• **Exercise details**
Write out the lines below word for word, beginning with the line that contains "of the central" and continuing through the final line.

• **Record extracts**
== == ==

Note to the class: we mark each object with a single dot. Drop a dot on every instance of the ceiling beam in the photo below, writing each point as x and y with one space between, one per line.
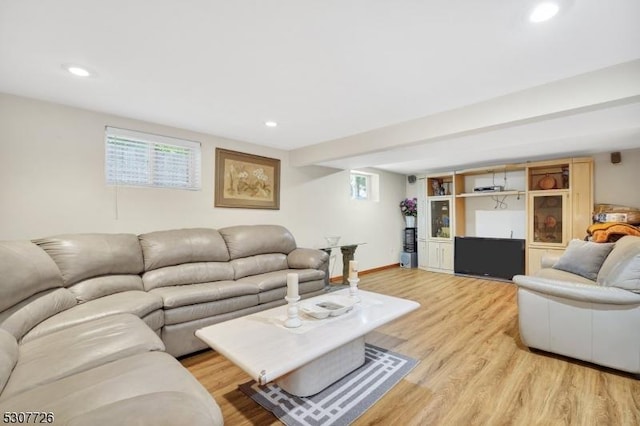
608 87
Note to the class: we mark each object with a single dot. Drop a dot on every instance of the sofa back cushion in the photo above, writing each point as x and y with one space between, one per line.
250 240
622 267
175 247
584 258
260 264
26 270
21 318
8 356
188 273
96 265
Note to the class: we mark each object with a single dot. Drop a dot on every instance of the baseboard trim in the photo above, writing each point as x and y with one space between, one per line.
338 279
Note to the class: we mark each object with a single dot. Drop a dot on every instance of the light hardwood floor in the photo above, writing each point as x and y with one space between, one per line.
473 369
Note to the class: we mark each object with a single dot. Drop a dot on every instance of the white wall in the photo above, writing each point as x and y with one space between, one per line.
52 182
618 183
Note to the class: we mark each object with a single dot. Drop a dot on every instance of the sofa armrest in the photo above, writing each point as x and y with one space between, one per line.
548 260
303 258
577 291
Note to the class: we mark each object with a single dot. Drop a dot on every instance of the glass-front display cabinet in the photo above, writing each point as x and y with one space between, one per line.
440 218
548 221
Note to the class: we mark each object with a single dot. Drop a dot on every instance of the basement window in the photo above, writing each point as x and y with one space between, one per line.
143 159
365 186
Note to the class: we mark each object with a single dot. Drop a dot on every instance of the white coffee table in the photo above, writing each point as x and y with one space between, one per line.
303 360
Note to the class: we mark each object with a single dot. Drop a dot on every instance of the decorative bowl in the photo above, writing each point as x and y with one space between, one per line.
547 182
327 306
332 240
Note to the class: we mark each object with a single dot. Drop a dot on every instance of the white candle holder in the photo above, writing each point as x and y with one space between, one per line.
293 320
353 288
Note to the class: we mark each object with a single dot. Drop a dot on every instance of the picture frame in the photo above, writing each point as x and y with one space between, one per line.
246 181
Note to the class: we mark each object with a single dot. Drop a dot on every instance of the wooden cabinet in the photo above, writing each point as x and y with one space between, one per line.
440 222
559 206
440 256
551 201
548 218
423 257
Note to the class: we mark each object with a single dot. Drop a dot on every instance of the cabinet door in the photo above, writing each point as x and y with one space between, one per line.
549 220
440 218
446 256
581 198
433 255
422 210
422 254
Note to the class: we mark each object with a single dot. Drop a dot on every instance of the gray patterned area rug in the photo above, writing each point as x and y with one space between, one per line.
342 402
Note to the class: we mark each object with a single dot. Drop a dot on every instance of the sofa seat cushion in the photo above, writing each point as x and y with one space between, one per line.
188 273
559 275
276 279
8 356
182 295
209 309
138 303
107 394
79 348
165 408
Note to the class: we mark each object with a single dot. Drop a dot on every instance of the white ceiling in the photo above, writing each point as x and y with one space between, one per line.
325 70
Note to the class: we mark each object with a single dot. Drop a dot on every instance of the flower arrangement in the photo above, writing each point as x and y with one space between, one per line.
409 207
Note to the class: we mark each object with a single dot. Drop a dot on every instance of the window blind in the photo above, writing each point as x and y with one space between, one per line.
143 159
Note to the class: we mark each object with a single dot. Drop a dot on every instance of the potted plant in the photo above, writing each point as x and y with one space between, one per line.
409 209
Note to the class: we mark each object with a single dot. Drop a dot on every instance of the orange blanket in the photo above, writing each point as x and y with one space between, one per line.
611 231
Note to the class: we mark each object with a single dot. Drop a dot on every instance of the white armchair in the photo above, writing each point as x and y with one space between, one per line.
596 321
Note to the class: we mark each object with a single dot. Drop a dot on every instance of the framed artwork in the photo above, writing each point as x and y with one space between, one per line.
246 181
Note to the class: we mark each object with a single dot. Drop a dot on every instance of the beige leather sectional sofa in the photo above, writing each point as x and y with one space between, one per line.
90 323
593 313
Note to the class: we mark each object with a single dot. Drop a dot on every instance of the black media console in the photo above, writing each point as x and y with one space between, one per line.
489 257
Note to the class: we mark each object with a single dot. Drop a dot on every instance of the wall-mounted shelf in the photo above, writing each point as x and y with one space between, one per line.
490 194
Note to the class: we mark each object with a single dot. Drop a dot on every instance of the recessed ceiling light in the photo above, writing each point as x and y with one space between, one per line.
543 12
77 71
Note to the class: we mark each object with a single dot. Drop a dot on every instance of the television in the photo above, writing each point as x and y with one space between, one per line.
500 258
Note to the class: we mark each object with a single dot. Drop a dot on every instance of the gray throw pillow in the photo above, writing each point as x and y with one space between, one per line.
584 258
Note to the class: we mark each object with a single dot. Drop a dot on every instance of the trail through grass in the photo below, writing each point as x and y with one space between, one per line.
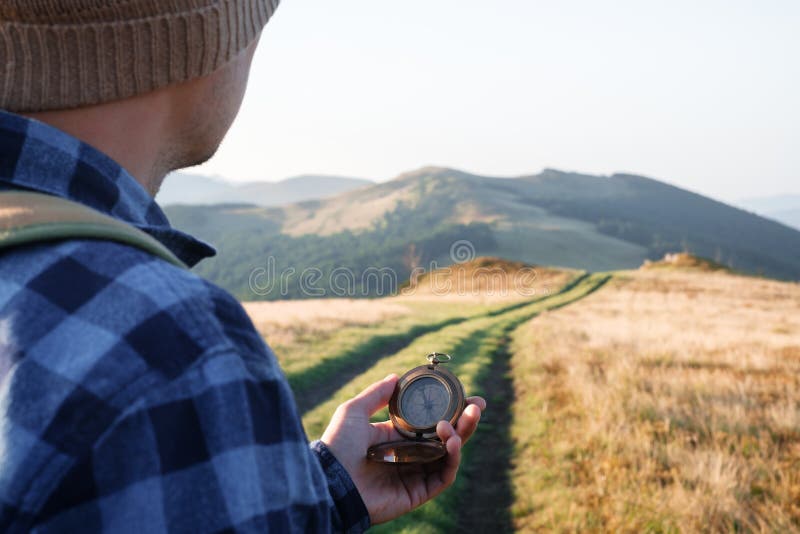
473 344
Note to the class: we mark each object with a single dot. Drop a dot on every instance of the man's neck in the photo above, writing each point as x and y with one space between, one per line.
134 132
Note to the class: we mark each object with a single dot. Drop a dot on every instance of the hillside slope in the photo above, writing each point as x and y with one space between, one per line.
183 188
552 218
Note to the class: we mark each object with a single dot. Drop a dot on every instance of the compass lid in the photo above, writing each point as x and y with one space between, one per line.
407 451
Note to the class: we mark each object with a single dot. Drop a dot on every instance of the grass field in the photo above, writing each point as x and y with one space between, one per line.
662 400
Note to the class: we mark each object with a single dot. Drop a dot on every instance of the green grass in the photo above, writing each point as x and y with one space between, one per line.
472 343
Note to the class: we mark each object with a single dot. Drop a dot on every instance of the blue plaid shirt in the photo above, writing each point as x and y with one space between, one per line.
135 396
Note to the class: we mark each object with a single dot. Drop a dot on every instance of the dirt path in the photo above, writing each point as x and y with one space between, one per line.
487 501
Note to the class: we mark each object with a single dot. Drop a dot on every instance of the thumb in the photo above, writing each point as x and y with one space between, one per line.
374 397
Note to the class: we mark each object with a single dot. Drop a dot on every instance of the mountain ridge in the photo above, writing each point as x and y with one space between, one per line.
555 218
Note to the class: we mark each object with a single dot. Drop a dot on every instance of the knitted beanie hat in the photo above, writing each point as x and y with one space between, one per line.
59 54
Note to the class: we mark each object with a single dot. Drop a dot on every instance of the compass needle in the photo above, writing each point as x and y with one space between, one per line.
424 396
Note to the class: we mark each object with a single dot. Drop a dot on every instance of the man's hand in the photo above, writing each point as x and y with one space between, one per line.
390 490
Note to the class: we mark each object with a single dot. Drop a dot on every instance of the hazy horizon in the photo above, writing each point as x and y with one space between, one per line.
698 96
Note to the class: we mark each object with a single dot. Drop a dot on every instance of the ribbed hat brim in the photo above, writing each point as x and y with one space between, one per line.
59 66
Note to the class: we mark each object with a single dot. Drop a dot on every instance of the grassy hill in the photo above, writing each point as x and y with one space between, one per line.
552 218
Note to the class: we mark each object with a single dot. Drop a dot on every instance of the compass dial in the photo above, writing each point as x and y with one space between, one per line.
425 402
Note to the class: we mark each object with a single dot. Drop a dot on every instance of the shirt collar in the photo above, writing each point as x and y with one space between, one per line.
38 157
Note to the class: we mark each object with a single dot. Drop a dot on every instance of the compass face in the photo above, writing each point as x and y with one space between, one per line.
425 402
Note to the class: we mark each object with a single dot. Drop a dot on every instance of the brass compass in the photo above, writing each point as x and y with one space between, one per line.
423 396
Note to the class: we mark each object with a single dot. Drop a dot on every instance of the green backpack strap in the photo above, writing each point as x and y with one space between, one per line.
27 218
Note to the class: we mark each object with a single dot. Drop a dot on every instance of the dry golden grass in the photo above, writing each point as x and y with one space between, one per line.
668 401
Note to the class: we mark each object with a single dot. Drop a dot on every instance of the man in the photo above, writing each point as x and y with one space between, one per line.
135 396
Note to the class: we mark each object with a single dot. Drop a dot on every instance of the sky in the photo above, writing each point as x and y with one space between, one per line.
703 95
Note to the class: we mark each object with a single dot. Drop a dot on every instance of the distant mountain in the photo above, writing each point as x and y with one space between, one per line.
184 188
443 215
782 208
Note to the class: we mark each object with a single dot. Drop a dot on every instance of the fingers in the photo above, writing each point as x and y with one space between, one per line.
452 441
468 422
374 397
480 402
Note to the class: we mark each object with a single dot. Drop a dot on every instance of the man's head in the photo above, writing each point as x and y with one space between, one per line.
155 84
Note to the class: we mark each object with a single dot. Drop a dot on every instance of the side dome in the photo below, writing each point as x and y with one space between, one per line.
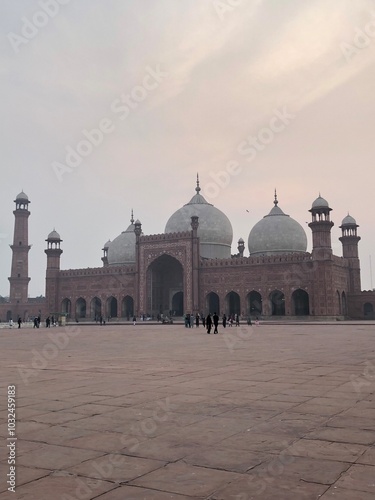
320 203
215 230
22 197
54 236
121 251
277 233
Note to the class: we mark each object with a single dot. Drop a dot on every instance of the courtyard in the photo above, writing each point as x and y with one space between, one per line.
158 412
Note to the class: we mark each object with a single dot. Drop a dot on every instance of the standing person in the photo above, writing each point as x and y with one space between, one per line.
216 322
197 320
209 323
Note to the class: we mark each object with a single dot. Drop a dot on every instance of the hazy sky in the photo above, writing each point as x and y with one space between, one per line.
279 93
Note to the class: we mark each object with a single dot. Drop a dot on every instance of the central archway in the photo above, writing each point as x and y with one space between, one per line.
164 281
232 304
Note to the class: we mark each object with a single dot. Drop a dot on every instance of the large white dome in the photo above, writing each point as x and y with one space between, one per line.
215 230
277 233
121 250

== == ==

• **Worked answer**
Note to the class: we mark each object with a single dot. Drop a dot on every instance of the central archway in the photo above, writing each point as x and y with one space between, one per line.
164 281
232 304
Note to the class: we mark each object with a single dot. Drop a dot on every instance of the large white dome in the photo above, writing each point as x and y with one space between, one per line.
215 230
277 233
121 250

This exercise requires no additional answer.